## EXERCISE DIRECTIONS
Please print every line from the one containing "Please identify the clear" through the last line of the records below, exactly as written and nothing more.
^^^^^^^^^^^^^^^^
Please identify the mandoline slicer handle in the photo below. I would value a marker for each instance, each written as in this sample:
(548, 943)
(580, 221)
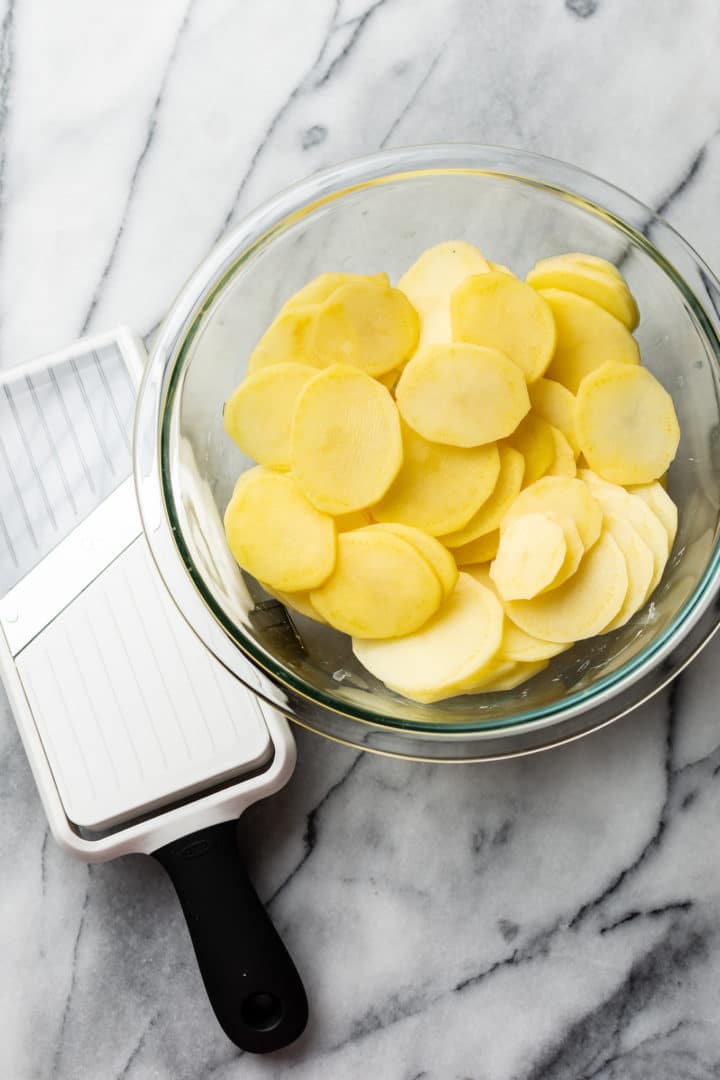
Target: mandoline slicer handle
(250, 980)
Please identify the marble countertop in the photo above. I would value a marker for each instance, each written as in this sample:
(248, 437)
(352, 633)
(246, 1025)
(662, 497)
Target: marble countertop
(556, 917)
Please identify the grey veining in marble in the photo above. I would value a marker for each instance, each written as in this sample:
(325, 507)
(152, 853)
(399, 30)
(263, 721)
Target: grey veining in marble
(556, 918)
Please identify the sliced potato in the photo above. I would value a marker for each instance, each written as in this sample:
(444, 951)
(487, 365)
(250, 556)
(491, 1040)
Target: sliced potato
(584, 605)
(432, 550)
(345, 445)
(561, 495)
(555, 404)
(258, 416)
(490, 514)
(501, 312)
(450, 650)
(438, 487)
(531, 552)
(589, 277)
(627, 427)
(381, 586)
(366, 325)
(430, 282)
(462, 394)
(587, 336)
(276, 535)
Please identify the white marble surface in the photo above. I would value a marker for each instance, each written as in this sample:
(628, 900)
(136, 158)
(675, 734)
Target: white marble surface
(554, 918)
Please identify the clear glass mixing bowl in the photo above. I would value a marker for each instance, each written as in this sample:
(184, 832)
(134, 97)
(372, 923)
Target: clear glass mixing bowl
(379, 214)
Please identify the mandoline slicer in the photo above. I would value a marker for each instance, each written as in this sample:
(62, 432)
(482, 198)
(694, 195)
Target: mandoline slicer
(138, 740)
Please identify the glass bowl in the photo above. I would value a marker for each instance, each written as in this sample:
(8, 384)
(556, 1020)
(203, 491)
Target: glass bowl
(380, 213)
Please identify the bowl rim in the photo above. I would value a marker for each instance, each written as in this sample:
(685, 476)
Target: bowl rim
(265, 676)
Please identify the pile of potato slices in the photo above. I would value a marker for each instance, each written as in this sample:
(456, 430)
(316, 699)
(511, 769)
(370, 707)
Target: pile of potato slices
(464, 472)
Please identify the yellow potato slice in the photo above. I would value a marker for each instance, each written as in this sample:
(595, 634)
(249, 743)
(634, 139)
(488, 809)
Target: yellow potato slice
(626, 423)
(565, 459)
(258, 416)
(501, 312)
(450, 651)
(345, 443)
(554, 403)
(532, 550)
(286, 340)
(661, 504)
(477, 551)
(587, 336)
(276, 535)
(535, 442)
(561, 495)
(381, 586)
(589, 277)
(430, 282)
(640, 568)
(367, 325)
(438, 487)
(584, 605)
(462, 394)
(432, 550)
(490, 514)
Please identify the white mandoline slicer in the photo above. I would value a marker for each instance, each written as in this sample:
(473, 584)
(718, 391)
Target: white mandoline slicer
(138, 740)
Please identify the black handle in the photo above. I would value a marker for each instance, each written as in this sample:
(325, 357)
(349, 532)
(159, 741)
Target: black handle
(250, 980)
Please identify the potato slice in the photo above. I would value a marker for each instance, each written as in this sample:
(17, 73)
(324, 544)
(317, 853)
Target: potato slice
^^^^^^^^^^^^^^^^
## ANSWER SECTION
Please identify the clear glass mixing bowl in the photo above. I would value a marker for each instance, each written as in this sample:
(184, 832)
(134, 97)
(372, 923)
Target: clear glass mixing bowl
(379, 214)
Please identify the mandoline slicer in the photo above. I would value a marker for each instance, each written as in this sample:
(62, 432)
(482, 198)
(694, 195)
Target: mandoline slicer
(138, 740)
Please identify the glass bowl in the photo above. I would value a marker for each instance, each written as in this sample:
(8, 384)
(556, 1020)
(203, 491)
Target: glass bowl
(380, 213)
Please identify the bowl rim in the photo above. I would value a marker for each instance, each written as in this sample:
(685, 476)
Target: bowl rim
(265, 676)
Please identify the pile of potato slices in the photo above. I would value a marker for each instance, each written as in this sample:
(456, 430)
(316, 699)
(511, 769)
(370, 707)
Target: pile of potato slices
(464, 472)
Please identify the yellow potato slice in the photo above. I would value a marker for each instance, each written as in this sample:
(595, 634)
(249, 743)
(634, 139)
(488, 809)
Target: yellow potato slice
(626, 423)
(565, 459)
(258, 416)
(501, 312)
(450, 651)
(345, 443)
(554, 403)
(532, 550)
(286, 340)
(661, 504)
(477, 551)
(587, 336)
(276, 535)
(535, 442)
(561, 495)
(381, 586)
(589, 277)
(430, 282)
(640, 568)
(367, 325)
(438, 487)
(584, 605)
(462, 394)
(432, 550)
(490, 514)
Please identify the white mandoline slicer in the photo above. I would value a marker for each instance, each written as in this sample:
(473, 584)
(718, 391)
Target: white mandoline slicer
(138, 740)
Please identify the black handle in the photo above. I would value a marker for each instance, each written as in this sample:
(325, 357)
(349, 532)
(159, 741)
Target: black handle
(250, 980)
Please identify the potato slice in the photo above. I would value a marker for each instance, each written as in this sample:
(17, 73)
(324, 544)
(317, 853)
Target: potato slice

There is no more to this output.